*RECORD SET*:
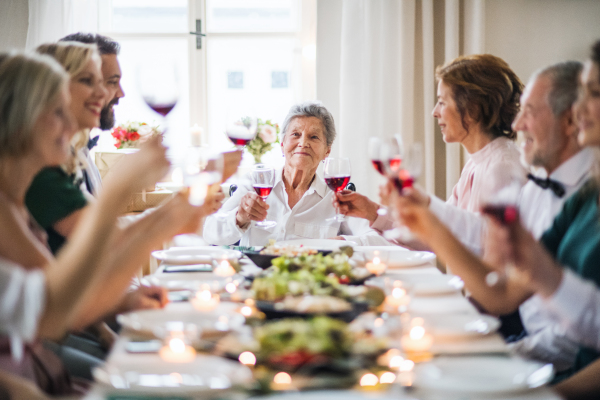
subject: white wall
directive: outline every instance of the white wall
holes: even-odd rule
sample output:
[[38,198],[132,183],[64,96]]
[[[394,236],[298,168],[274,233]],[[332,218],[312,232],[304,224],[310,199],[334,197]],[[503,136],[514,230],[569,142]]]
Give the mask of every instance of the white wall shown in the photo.
[[583,61],[600,39],[598,0],[486,0],[485,51],[526,82],[538,68]]
[[0,51],[24,49],[28,24],[28,0],[0,0]]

*TASK BRIEF*:
Exclude all images and restate the records above word for word.

*SOLUTION TO THE EXERCISE*:
subject: white wall
directive: outline every instance of the white wall
holes: even-odd rule
sample output:
[[38,198],[132,183],[64,96]]
[[[394,236],[298,168],[274,233]],[[332,218],[312,232],[304,224],[310,199],[334,197]],[[503,136],[514,230],[569,142]]]
Give the mask of every instance of the white wall shown in the photo.
[[583,61],[600,39],[598,0],[486,0],[485,51],[526,82],[538,68]]
[[0,51],[24,49],[28,24],[28,0],[0,0]]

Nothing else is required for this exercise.